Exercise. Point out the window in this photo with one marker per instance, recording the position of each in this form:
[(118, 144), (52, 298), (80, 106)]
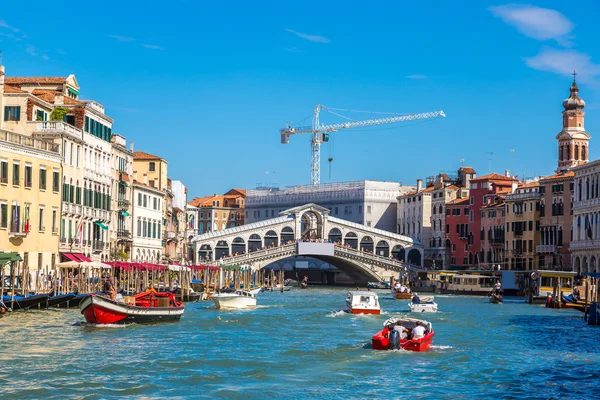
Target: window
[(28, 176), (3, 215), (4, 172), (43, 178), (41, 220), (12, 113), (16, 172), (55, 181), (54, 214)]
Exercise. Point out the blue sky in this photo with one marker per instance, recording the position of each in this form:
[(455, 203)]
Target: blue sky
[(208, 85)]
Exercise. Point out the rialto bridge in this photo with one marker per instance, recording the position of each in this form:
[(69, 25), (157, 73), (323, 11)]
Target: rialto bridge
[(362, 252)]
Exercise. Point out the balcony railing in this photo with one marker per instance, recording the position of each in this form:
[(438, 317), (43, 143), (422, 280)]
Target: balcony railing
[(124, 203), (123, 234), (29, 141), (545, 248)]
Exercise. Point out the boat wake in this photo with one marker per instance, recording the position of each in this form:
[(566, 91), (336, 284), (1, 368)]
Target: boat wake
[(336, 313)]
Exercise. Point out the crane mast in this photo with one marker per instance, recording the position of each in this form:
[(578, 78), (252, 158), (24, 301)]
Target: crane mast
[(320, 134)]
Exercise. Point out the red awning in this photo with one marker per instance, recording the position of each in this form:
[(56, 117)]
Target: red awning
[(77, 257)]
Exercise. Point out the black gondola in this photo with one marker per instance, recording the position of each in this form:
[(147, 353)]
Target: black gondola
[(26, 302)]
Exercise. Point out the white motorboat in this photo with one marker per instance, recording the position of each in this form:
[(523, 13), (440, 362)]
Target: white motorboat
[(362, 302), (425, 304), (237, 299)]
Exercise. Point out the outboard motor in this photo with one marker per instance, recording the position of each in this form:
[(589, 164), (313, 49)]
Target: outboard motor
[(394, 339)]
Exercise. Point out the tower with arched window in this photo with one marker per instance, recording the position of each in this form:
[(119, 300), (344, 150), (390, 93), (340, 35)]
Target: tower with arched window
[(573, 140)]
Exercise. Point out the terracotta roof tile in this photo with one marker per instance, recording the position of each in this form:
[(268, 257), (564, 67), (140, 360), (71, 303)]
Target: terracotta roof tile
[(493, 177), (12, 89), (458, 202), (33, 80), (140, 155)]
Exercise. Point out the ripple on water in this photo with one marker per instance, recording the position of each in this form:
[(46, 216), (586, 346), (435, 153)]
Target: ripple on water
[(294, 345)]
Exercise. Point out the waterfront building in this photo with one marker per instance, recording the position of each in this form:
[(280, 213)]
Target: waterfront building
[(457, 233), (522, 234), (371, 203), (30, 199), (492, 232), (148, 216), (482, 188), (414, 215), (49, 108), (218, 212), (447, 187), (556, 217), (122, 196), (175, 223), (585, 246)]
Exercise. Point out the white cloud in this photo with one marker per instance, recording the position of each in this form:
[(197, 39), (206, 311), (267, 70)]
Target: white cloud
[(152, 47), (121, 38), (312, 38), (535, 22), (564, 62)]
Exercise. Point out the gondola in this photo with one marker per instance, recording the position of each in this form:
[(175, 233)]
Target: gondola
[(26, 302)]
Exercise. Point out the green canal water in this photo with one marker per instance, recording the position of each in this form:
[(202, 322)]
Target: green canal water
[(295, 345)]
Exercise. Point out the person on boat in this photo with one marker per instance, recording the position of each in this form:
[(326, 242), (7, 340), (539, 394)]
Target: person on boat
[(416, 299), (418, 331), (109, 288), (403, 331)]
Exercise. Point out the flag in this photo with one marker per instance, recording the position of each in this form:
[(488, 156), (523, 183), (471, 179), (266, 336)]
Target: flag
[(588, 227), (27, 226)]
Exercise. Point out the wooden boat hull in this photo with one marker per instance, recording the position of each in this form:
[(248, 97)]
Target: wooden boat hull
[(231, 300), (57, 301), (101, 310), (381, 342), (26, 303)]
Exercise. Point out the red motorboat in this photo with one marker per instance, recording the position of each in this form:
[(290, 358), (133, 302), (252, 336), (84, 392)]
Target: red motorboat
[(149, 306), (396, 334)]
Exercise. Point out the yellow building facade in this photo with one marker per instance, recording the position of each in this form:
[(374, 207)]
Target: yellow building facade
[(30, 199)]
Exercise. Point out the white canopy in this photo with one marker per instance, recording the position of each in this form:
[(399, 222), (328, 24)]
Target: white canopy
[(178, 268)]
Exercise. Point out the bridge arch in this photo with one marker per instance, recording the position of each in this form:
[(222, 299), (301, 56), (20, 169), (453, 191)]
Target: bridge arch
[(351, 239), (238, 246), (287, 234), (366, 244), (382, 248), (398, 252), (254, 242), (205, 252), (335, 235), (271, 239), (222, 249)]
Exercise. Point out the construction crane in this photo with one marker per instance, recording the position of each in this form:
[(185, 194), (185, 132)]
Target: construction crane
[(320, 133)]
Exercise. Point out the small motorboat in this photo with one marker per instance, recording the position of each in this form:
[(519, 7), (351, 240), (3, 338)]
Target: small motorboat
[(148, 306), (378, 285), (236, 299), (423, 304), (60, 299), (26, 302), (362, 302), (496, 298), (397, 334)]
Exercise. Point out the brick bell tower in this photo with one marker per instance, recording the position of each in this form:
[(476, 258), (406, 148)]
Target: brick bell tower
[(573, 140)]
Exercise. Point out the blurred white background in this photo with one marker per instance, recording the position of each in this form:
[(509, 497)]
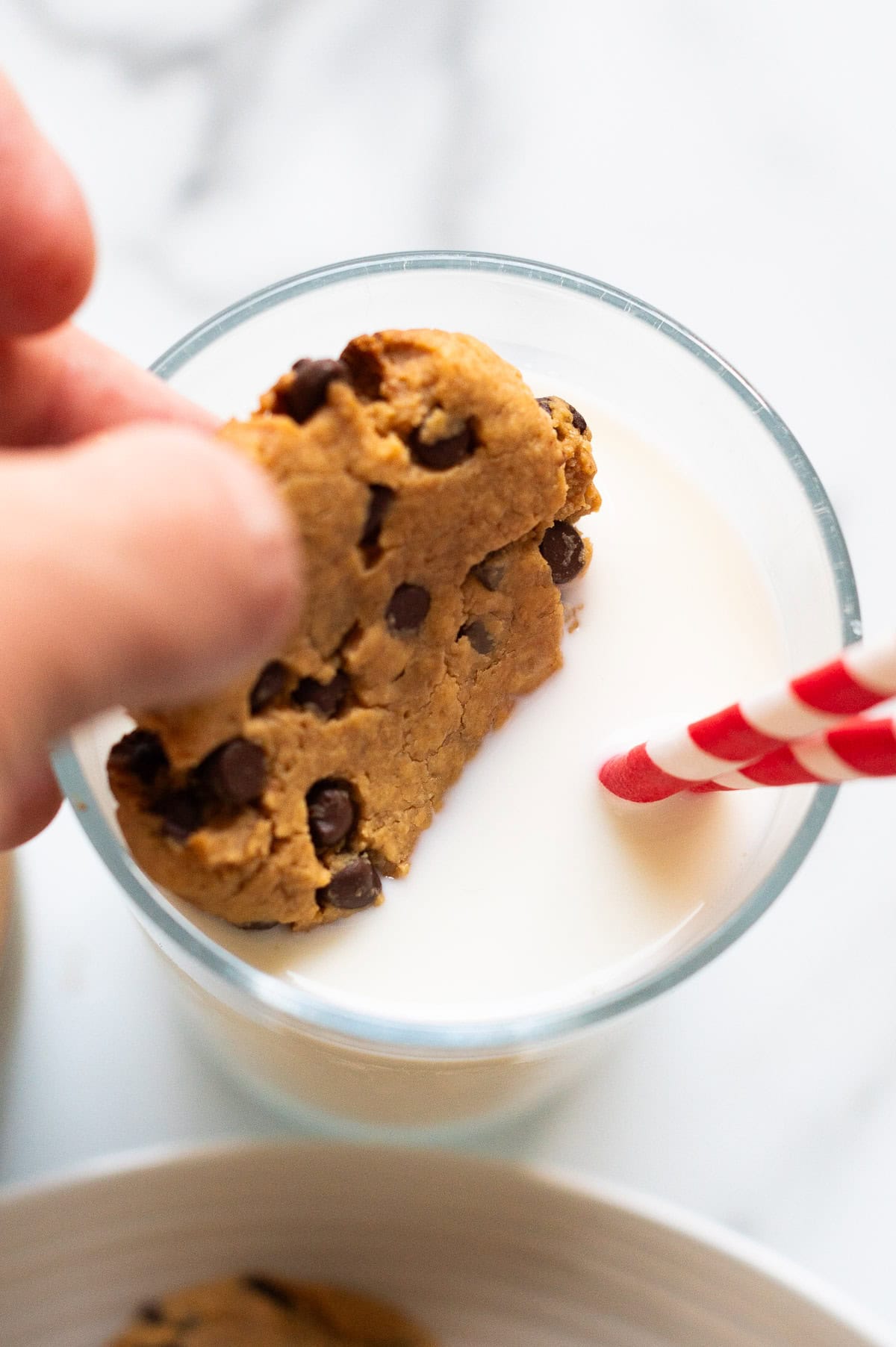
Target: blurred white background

What to do: If an entry contains an image, print the rest of that entry exactly and leave the image out.

Response area:
Exercise. Point out the window in this photo with one marker per instance, recording the position of each in this form:
[(118, 144), (52, 298), (80, 106)]
Target: window
[(28, 176), (3, 215), (4, 172), (43, 178), (41, 220), (12, 113), (16, 172), (55, 181), (54, 214)]
Exercise. Point out the blue sky in this photo with one marker per instance, recording the position of each in this form:
[(455, 203)]
Target: blue sky
[(208, 85)]
Exercise. Point out the rialto bridge in this photo with one marker per instance, recording the position of each in this form:
[(69, 25), (157, 73), (323, 11)]
Target: rialto bridge
[(362, 252)]
Exercise. Point out the balcony railing in this photo with one marker per instance, recording the position of each in this form:
[(438, 317), (43, 143), (422, 280)]
Target: balcony railing
[(124, 203), (123, 234), (29, 141), (545, 248)]
Exercise. Point out the boat wake in this photo with one marker per instance, recording the position of each in this form:
[(566, 91), (336, 284), (1, 368)]
Target: boat wake
[(336, 313)]
Exercise. Point out the crane mast in this photo with one marker per instance, recording the position of each in this form:
[(578, 78), (252, 158), (24, 301)]
Target: crane mast
[(320, 134)]
Exercise. Point out the red awning in this photo with one marker per instance, recording the position of each in this form:
[(56, 117)]
Target: red awning
[(77, 257)]
Exercise. Point out the black gondola in this photo with one marker per instance, recording the position of each in this form:
[(147, 353)]
Target: black gondola
[(26, 302)]
Exercise. Point out the white motorboat in this photo with one marker per instance, recording the position of each in this form:
[(523, 13), (440, 362)]
Target: white motorboat
[(362, 302), (425, 304), (237, 299)]
Exercise. Point out the outboard motor in this photo with one marker per instance, recording the position of each in this form:
[(589, 164), (313, 49)]
Target: outboard motor
[(394, 339)]
Exercise. Point out the tower with arched window in this photo with one marker per instance, recording the position of each in this form:
[(119, 300), (344, 150), (390, 93), (340, 35)]
Target: tower with arched window
[(573, 140)]
Exercise. Point out the terracotta roof tile in this photo with one marker per instance, recording the position of each in this form:
[(268, 257), (564, 67), (140, 360), (71, 303)]
Target: terracotta roof tile
[(493, 177), (12, 89), (458, 202), (33, 80), (140, 155)]
Exercise. Point out the ripple on water in this photo with one marker per instance, recording the position of each in this form:
[(46, 216), (586, 346), (435, 153)]
Target: ripple on water
[(294, 345)]
Exercise. Point out the waterfront building in this photo with one marker per instance, recording the position of each in this form:
[(280, 213)]
Target: waterfront building
[(457, 233), (522, 234), (371, 203), (30, 199), (492, 232), (148, 216), (482, 188), (414, 215), (49, 108), (218, 212), (447, 187), (556, 217), (122, 196), (175, 223), (585, 246)]
Exercise. Point out the white cloud in this photo with one marker per instance, recording the position of each in this form:
[(197, 39), (206, 311), (267, 70)]
Target: white cloud
[(152, 47), (121, 38), (312, 38), (535, 22), (564, 62)]
Exercise. Point out the gondola in this photo with one marker per instance, recording the position of each in this form:
[(175, 233)]
Target: gondola
[(26, 302)]
Exercise. Point out the green canal water in this photo with one marker per instance, recording the position of each in this form:
[(202, 322)]
Target: green canal water
[(295, 345)]
Exercise. Point out the person on boat in this photo with one marker per instance, recording the position of each in this form:
[(326, 242), (7, 340), (539, 394)]
Target: person on boat
[(416, 299), (418, 331), (109, 288), (403, 331)]
Exercise. Point out the flag in this photo with one marker per instance, recording the position of each in this form:
[(488, 156), (523, 183), (471, 179), (266, 336)]
Target: flag
[(588, 227), (27, 226)]
Exercise. Point out the wooden boat hull in this photo with one marker per instance, recording the position of each in this form:
[(248, 97)]
Target: wooden boat hull
[(231, 300), (57, 301), (101, 310), (381, 342), (26, 303)]
Exercise. Point out the red motorboat in this photo with one marker per instance, recording the position of each in this form:
[(290, 358), (133, 302), (252, 336), (84, 392)]
Target: red motorboat
[(149, 306), (396, 334)]
Exercise. Point out the yellow building facade in this photo with one marker per instance, recording the position of each in this form:
[(374, 207)]
Target: yellow building facade
[(30, 199)]
Exercise. Point out the white canopy in this photo with one marker per instance, recording the position of each in this form:
[(399, 222), (328, 24)]
Target: white canopy
[(178, 268)]
Exercise. Point out the bridge arch in this photo with one marker per instance, recording the position of each in this form:
[(222, 299), (301, 56), (20, 169), (453, 191)]
Target: bridge arch
[(351, 239), (238, 246), (287, 234), (366, 244), (382, 248), (398, 252), (254, 242), (205, 252), (335, 235), (271, 239), (222, 249)]
Exercise. Point out the construction crane in this photo with one marker per instance, recording the position of each in this form:
[(185, 194), (185, 132)]
Target: construction crane
[(320, 133)]
Exercise. Point out the small motorboat in this photo with one marker per instance, recording the position of each in this form:
[(519, 7), (351, 240), (3, 338)]
Target: small motorboat
[(148, 306), (378, 285), (236, 299), (423, 304), (60, 299), (26, 302), (362, 302), (496, 298), (397, 334)]
Exercise. Point out the brick bell tower in this photo with one marker per instance, recording the position of each in this form:
[(476, 258), (406, 148)]
Target: brick bell tower
[(573, 140)]
Exercise. Point out the blurred white background in this photo with one marker per instance, recording the position of each in this form:
[(509, 497)]
Target: blurred white background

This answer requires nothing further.